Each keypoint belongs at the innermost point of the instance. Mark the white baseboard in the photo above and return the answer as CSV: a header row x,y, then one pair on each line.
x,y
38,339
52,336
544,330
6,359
________________________
Aim of the task:
Copy out the items above with "baseboard" changed to "skirting board" and nothing else altered.

Result:
Each keypoint belongs at the innermost point of the instance. Mark the white skirting board in the photo above and return the answer as CSV: a header row x,y, then one pair on each line.
x,y
38,339
52,336
544,330
6,359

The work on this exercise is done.